#### Task directions:
Return the records exactly as they appear below, omitting the pictures.

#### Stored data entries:
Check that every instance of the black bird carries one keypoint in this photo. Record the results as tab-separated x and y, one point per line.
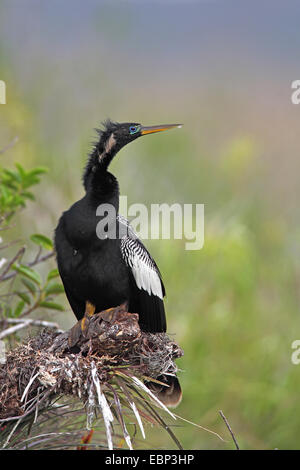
103	272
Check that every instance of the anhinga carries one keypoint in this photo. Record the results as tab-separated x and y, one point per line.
103	272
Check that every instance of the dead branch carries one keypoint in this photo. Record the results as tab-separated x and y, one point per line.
95	362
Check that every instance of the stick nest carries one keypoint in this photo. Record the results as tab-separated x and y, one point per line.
109	346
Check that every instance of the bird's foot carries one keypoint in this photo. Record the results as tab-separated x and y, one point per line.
81	327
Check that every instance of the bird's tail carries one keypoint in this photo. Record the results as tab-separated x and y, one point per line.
169	394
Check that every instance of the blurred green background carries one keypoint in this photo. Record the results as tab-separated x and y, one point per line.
224	69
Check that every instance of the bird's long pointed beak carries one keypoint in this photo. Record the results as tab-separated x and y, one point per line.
163	127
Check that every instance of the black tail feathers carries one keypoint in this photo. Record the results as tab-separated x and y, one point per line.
169	394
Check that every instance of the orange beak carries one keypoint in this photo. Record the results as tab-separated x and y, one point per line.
162	127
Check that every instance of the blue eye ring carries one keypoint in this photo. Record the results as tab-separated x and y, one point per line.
134	129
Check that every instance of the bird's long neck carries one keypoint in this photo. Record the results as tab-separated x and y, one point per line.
100	185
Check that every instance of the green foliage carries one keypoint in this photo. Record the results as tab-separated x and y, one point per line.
28	292
14	188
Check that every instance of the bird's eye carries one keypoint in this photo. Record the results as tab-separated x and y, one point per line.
134	129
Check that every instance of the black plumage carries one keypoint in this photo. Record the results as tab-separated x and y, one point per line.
108	271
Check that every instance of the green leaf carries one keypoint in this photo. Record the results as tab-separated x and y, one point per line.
19	308
53	274
24	297
42	241
52	306
30	285
29	273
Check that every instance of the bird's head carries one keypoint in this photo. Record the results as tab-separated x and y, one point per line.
115	135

#### Answer to this exercise:
Check that every instance of the black bird carries one keypoint in this photo. Record the results as tab-separated x and y, one point per line.
103	272
Check that every instance of the anhinga carries one keypoint in this photo. Record the results as tab-separated x and y, one point per line.
103	272
Check that every instance of the dead branch carries one keypoint in this photo. Record the results as tab-separated x and y, one point per line.
95	362
Check that every instance of the stick nest carries one keypoint in this photo. Record the results as tab-separated x and y, one point per line.
109	346
Check that every instance of the bird's foot carries one keypoint in this photo. Record the results as tab-separated x and y, one point per line.
81	327
Check that every instance of the bird's tail carries one keypoint in this photo. Record the results as tab-separated x and y, one point per line.
169	394
Check that every instance of the blurred green background carries one keypoint in this photo. Record the results as tab-separated x and y, one point per line.
224	69
Check that every instance of the bird's long pointed beak carries one keypoint in this photo. Record the results as tab-separated x and y, one point per line.
163	127
Check that every instance of the black tail feathers carries one keypoint in this photo. Record the results as tab-separated x and y, one point per line.
169	394
Check that every instance of the orange beak carries one keypoint in this photo. Record the results as tab-separated x and y, one point per line.
162	127
Check that every instance of the blue eye ring carries one keypoint in this photo. Record the results as tab-separated x and y, one point per line.
134	129
Check that every instance of the bird's long neck carries one keypoint in this photo. Record the results as tab-separated x and y, one point per line.
100	185
Check that every instance of the green foliage carries one keypoint in this photo. Record the results as tab-separated x and y, one point per line.
28	292
14	188
Check that every instance of the bird's eye carries one keypoint in this photo. Record the results as tab-separated x and y, one point per line.
134	129
Check that every instance of the black plumage carries one keypoint in this photo. Record the results as tab-separated x and y, one point per line.
108	271
Check that every instance of the green leaf carries one keypoint in this photo. Record the results as tab-separated x and y, one point per line.
19	308
53	274
24	297
42	241
52	306
30	285
29	273
Check that every instance of the bird's head carries one keypoint in this photo. Record the results as tab-separated x and y, one point per line.
115	135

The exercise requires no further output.